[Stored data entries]
^^^^
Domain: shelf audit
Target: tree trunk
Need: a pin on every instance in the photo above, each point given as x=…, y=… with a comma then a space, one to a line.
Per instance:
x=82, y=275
^^^^
**About this exercise:**
Please retype all of the data above exactly as it appears.

**Exercise result:**
Domain: shelf audit
Target: tree trunk
Need: a pin on every instance in the photo above, each point given as x=…, y=… with a comma then a space, one to a line.
Per instance:
x=82, y=275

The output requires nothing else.